To be done: Can you copy the lines from the one that contains "Expected behaviour: place one point on the winter" through the end of the material below, exactly and with nothing else?

====== The data ======

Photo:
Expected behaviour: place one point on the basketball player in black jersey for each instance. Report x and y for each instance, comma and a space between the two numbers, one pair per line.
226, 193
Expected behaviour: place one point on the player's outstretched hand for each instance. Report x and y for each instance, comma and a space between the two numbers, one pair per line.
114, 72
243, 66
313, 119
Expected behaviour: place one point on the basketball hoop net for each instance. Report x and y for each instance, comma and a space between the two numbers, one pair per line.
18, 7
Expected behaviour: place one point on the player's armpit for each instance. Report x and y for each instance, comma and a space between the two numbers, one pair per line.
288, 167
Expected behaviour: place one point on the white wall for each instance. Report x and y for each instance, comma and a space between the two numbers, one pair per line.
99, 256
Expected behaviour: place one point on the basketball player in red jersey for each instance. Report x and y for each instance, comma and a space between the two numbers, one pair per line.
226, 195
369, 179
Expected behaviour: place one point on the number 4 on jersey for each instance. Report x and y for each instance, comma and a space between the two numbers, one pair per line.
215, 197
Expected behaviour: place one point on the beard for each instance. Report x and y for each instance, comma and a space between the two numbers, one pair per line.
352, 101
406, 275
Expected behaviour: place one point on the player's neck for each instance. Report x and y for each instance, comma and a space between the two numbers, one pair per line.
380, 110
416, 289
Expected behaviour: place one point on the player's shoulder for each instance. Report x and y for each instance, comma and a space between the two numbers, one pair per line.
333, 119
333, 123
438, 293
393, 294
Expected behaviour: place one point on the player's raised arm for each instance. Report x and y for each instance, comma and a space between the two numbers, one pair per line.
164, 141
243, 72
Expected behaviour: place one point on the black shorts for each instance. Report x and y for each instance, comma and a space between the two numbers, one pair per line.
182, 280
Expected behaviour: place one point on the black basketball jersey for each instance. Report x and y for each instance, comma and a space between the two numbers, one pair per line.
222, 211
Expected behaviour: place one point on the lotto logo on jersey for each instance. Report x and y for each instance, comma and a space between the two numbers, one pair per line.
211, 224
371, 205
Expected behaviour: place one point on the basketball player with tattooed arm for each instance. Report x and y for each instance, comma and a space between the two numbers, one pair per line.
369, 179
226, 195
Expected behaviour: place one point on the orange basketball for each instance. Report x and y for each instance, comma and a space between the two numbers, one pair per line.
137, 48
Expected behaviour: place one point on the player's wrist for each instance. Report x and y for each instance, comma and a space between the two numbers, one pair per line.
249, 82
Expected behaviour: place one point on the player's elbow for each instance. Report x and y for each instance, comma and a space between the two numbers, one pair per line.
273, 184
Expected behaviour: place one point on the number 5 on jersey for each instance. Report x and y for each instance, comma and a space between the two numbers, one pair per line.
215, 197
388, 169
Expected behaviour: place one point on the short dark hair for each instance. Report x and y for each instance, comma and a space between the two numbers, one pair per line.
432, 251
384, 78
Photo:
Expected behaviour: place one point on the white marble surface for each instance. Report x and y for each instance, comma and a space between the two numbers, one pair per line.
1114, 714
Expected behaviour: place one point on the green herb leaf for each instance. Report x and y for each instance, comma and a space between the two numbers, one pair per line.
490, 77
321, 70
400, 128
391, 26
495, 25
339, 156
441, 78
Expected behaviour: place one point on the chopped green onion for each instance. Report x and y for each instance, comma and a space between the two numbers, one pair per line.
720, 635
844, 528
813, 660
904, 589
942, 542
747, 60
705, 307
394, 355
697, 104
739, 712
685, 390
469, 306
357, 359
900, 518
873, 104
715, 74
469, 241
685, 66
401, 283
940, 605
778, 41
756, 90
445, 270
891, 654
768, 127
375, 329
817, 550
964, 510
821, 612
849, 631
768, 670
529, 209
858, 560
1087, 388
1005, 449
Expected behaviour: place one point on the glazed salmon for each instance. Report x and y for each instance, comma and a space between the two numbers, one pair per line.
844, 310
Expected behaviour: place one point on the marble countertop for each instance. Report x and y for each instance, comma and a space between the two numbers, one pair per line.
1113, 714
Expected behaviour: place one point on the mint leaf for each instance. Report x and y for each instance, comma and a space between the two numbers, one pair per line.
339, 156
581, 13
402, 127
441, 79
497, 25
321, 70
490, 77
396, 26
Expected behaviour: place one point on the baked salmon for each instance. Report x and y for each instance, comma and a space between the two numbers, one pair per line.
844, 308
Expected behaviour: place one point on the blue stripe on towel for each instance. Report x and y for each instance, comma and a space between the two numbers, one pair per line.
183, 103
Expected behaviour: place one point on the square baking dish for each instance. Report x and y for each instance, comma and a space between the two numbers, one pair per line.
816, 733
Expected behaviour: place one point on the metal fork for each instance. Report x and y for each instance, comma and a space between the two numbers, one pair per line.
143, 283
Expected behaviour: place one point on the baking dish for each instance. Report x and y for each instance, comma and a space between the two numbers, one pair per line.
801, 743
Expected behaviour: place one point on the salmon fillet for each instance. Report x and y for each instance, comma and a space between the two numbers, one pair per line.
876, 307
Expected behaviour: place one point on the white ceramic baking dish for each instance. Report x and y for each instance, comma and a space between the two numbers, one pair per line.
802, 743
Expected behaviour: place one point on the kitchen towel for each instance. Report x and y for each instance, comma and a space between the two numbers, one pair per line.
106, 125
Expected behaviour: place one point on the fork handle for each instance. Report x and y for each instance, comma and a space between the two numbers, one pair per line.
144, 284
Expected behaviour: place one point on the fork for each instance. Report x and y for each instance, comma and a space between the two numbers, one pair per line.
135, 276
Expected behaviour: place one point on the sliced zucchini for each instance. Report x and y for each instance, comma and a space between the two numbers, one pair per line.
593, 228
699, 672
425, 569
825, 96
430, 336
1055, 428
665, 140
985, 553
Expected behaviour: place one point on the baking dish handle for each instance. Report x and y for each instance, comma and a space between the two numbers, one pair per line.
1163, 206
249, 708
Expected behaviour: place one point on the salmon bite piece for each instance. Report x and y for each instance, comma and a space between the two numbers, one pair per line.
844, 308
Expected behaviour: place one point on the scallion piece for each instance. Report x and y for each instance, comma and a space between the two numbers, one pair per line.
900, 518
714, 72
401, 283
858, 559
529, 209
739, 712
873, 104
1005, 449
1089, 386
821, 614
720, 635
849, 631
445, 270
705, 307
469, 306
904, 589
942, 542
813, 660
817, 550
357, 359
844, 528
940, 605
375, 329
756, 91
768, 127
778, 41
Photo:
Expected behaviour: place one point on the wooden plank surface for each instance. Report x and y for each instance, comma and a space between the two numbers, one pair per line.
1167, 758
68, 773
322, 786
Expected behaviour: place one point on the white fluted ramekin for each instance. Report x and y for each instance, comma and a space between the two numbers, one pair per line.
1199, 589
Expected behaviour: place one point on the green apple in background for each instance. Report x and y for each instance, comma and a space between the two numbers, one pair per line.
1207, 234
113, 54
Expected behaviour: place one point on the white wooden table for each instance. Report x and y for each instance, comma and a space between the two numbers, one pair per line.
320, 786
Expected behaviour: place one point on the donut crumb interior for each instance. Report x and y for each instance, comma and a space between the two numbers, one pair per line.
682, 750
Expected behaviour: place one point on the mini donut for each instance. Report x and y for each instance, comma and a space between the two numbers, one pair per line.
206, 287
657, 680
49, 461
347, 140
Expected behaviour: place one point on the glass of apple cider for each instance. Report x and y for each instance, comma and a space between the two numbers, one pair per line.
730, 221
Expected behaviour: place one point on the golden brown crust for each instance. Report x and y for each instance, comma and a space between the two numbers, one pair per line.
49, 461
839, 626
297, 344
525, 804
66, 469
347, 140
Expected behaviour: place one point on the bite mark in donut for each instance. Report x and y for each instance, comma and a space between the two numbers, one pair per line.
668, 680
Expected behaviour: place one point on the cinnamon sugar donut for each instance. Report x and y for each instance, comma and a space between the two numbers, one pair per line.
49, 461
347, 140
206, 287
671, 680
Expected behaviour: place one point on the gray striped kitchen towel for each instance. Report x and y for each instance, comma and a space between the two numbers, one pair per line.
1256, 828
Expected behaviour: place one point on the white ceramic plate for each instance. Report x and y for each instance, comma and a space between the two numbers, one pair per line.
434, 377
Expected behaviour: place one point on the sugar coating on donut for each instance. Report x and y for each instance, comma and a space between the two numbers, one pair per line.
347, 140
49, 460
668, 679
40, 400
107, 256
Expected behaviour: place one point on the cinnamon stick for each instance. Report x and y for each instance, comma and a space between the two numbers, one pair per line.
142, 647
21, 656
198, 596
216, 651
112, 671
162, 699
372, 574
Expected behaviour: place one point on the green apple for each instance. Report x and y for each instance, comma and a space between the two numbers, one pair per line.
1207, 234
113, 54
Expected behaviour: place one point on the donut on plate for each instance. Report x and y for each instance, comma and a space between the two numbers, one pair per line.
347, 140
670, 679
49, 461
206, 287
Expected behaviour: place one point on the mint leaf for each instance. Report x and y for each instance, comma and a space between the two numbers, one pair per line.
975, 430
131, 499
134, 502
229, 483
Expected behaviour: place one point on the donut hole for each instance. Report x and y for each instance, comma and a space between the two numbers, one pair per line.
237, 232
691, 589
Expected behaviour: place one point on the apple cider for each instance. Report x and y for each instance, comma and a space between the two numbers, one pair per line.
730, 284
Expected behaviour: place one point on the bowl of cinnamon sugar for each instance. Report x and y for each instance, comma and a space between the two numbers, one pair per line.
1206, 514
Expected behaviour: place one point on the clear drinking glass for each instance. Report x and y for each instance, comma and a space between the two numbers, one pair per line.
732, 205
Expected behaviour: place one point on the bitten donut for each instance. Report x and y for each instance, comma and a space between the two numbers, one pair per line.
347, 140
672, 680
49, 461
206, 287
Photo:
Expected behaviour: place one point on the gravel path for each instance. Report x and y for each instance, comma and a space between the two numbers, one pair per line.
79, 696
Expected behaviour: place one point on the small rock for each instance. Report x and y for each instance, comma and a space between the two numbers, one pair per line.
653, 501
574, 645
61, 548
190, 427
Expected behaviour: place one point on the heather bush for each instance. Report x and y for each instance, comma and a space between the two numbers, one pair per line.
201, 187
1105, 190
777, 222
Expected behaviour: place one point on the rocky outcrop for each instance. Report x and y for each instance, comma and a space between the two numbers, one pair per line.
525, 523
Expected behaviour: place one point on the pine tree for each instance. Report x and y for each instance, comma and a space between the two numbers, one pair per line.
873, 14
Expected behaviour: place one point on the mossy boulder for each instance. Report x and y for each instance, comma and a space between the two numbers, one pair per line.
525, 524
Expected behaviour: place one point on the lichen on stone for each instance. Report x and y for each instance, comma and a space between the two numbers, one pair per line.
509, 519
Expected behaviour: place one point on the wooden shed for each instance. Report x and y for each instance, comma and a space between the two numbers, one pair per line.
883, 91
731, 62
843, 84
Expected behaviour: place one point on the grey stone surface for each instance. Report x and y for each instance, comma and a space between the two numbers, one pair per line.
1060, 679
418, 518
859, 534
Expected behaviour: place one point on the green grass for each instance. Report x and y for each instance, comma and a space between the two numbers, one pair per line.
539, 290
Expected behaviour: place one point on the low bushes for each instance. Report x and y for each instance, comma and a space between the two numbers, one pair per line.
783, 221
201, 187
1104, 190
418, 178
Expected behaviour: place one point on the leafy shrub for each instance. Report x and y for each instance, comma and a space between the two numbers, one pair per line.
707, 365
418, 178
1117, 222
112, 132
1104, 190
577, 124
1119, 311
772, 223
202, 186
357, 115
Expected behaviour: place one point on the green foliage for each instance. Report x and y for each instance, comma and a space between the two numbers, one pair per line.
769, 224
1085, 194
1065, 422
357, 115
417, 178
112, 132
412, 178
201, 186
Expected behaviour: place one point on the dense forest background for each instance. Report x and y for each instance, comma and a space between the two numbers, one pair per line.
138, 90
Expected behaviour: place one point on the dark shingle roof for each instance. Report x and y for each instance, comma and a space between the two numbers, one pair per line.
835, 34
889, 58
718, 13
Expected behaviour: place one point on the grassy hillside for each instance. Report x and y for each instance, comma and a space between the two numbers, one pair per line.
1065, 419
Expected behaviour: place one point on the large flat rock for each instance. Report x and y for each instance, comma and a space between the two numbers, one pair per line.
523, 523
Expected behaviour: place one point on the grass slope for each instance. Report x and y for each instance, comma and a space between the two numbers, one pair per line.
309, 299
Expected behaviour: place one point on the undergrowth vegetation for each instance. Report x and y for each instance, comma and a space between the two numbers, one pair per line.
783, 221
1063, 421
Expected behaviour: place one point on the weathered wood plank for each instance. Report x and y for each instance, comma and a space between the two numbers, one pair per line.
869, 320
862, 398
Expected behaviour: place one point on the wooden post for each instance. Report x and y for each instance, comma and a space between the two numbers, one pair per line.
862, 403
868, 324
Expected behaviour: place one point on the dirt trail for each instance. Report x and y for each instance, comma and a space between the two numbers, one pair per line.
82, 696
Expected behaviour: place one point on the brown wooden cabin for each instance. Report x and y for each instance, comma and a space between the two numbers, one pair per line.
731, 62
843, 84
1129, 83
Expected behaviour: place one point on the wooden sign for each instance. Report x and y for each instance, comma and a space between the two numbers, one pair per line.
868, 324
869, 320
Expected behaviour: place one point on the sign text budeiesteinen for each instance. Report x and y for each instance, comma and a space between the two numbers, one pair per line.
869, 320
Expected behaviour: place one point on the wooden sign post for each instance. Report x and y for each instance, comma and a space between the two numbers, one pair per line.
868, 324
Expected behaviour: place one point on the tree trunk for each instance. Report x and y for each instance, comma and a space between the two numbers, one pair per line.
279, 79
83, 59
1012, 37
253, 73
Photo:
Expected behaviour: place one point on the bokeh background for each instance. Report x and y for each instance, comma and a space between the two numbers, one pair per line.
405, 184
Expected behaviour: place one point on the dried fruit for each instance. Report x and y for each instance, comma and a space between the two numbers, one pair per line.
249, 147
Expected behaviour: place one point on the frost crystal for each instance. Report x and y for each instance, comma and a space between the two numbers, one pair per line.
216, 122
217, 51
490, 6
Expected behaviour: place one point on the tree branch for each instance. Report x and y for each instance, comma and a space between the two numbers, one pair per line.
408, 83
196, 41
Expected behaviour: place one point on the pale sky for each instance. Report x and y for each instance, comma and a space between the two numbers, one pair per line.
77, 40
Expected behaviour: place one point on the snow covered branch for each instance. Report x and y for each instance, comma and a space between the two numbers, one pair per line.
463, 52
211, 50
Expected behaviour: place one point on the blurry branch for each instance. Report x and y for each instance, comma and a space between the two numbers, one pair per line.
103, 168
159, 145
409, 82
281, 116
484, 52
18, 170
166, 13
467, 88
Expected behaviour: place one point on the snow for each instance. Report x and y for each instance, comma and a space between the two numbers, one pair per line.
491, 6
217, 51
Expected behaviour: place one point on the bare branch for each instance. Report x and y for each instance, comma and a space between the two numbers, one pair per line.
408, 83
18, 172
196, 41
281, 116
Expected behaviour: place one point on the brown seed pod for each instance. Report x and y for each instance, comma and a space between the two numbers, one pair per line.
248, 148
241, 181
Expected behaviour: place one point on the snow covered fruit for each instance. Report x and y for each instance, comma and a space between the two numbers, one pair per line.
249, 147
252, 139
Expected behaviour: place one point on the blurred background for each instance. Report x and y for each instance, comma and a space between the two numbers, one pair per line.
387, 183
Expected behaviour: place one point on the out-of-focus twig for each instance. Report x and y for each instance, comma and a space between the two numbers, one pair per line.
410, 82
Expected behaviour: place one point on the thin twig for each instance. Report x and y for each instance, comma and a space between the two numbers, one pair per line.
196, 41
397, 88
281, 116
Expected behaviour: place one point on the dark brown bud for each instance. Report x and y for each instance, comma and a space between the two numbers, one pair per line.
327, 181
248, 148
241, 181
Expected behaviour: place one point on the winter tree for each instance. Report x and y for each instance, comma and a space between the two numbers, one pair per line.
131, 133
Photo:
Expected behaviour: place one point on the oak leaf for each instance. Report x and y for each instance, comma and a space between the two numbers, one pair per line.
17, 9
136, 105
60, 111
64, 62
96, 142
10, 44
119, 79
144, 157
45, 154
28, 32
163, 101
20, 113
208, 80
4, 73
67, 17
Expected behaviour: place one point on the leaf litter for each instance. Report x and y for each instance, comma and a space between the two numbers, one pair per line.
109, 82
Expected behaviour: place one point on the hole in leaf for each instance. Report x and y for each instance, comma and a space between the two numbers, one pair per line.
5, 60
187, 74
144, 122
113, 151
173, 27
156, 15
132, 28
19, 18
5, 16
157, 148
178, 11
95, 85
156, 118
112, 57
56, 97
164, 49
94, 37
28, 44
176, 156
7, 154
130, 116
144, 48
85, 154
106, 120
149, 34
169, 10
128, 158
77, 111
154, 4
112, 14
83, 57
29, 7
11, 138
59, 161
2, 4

======

Exercise result:
Expected behaviour: place one point on the winter tree for each instance. Report x and y for each instance, comma and a space between the two numbers, one pair per line.
131, 133
Photo:
Expected behaviour: place one point on the oak leaf for each instance. Report x and y for each instance, comma and a space between the two numbers, one pair per line.
17, 9
136, 105
60, 111
64, 62
96, 142
10, 44
119, 79
144, 157
45, 154
28, 32
163, 101
20, 113
208, 80
4, 73
67, 17
Expected behaviour: place one point on the leaf litter for each instance. Report x and y for each instance, comma and a space between the two numbers, one pair per line.
109, 82
Expected behaviour: place one point on the hole in leaf for each instance. Report x and y for each instance, comma and a space between the two numbers, one pair per line.
5, 60
187, 74
144, 122
113, 151
173, 27
156, 15
132, 28
19, 18
5, 16
157, 148
178, 11
95, 85
156, 118
112, 57
56, 97
164, 49
94, 37
28, 44
176, 156
7, 154
130, 116
144, 48
85, 154
106, 120
149, 34
169, 10
128, 158
77, 111
154, 4
112, 14
83, 57
29, 7
11, 138
59, 161
2, 4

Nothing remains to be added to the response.